§ **EXERCISE BRIEF**: Copy the material word for word, beginning with its first line and continuing through the line that contains "[[609, 390], [267, 300]]", with that line included.

+++

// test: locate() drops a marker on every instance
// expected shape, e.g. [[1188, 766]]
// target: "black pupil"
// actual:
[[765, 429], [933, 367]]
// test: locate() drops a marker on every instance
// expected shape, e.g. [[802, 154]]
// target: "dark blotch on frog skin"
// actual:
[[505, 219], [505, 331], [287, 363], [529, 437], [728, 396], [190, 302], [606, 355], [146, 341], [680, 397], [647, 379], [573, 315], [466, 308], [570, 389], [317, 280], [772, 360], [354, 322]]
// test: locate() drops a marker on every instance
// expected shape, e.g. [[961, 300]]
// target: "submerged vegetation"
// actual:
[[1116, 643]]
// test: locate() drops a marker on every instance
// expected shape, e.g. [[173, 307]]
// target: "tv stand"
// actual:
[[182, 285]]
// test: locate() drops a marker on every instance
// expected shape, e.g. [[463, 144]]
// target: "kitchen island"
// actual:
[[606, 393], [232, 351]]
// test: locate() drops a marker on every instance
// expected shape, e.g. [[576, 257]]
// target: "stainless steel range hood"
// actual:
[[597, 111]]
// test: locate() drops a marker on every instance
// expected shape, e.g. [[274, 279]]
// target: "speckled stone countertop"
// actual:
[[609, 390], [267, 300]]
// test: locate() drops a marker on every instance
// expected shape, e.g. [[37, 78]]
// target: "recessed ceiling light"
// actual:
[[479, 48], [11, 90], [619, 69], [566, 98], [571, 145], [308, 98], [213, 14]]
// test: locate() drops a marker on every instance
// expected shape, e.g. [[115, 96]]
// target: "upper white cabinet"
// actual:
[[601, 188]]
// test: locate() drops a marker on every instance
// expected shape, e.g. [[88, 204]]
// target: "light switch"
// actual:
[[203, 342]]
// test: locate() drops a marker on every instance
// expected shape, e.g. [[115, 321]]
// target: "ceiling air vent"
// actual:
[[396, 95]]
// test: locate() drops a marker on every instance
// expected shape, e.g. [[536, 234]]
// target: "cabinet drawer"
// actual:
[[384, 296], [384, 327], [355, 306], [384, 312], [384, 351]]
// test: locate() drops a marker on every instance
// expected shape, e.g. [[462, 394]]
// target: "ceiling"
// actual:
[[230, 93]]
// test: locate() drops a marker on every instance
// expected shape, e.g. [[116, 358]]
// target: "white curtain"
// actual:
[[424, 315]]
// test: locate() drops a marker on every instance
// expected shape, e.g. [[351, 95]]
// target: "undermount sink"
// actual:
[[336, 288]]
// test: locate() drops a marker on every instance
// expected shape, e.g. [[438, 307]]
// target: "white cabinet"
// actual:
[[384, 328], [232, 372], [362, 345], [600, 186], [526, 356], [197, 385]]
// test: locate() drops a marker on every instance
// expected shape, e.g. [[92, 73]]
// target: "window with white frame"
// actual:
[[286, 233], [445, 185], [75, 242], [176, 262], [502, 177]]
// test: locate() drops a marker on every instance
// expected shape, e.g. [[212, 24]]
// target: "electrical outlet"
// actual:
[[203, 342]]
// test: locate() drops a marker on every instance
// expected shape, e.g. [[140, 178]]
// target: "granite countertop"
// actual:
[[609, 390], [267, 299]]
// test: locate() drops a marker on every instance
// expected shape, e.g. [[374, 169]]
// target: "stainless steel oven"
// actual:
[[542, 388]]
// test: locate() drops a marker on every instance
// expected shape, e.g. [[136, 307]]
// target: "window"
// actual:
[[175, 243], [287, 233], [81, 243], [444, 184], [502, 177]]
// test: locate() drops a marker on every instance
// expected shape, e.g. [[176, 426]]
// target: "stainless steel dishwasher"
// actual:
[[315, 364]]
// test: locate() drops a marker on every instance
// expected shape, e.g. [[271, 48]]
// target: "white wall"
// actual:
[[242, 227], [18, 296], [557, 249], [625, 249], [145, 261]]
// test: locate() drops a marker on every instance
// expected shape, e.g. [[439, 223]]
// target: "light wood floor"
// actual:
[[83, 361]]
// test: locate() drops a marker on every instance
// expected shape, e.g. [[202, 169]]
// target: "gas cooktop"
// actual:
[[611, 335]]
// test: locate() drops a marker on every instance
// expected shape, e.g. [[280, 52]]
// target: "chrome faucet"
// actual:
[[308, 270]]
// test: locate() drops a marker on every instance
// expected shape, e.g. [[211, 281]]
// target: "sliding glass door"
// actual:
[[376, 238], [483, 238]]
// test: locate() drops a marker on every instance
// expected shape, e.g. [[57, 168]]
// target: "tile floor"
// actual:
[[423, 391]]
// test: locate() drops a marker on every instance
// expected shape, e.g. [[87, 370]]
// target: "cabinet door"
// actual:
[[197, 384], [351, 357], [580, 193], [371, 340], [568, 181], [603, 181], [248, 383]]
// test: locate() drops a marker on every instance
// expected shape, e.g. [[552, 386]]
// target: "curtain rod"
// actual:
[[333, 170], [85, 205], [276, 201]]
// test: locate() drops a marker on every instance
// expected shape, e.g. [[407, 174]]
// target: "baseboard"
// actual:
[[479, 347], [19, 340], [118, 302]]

+++

§ **FINAL RESULT**:
// test: locate() drops a marker on every instance
// expected shape, e.g. [[1188, 766]]
// target: "black pupil"
// actual:
[[765, 429], [933, 367]]
// test: locate() drops a marker on every instance
// expected shape, e.g. [[802, 154]]
// target: "dark blotch on frog skin"
// actual:
[[505, 219], [505, 331], [287, 363], [529, 437], [728, 396], [190, 302], [606, 355], [146, 341], [680, 397], [647, 379], [573, 315], [466, 308], [570, 389], [317, 280], [772, 360], [354, 322]]
// test: locate() drops a marker on every instance
// expected shape, e.g. [[961, 300]]
// target: "submerged vegetation"
// actual:
[[1116, 643]]
// test: locate() drops a marker on every instance
// expected shape, e.g. [[173, 307]]
// target: "tv stand"
// actual:
[[182, 285]]
// test: locate() drops a marker on every instance
// expected shape, e.g. [[463, 144]]
// target: "kitchen island"
// actual:
[[606, 393], [232, 351]]
// test: locate() drops a marker on every instance
// expected shape, e.g. [[576, 257]]
// target: "stainless steel range hood"
// actual:
[[597, 111]]
// test: locate() drops a marker on every instance
// expected shape, e.g. [[274, 279]]
// target: "speckled stone countertop"
// actual:
[[609, 390], [267, 300]]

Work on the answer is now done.